--- START OF MATERIAL SHOWN ---

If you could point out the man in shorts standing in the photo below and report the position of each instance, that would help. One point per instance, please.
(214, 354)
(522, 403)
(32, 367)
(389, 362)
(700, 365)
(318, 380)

--- END OF MATERIAL SHOWN ---

* TASK TO CARRY OUT *
Copy the lines above again, swapping "shorts" for "jeans" and keeping everything else the same.

* PROBLEM SOLUTION *
If you could point out the man in jeans standing in the photo below and report the position of each instance, that would help. One point per instance, please.
(214, 354)
(522, 403)
(32, 367)
(389, 362)
(700, 365)
(318, 380)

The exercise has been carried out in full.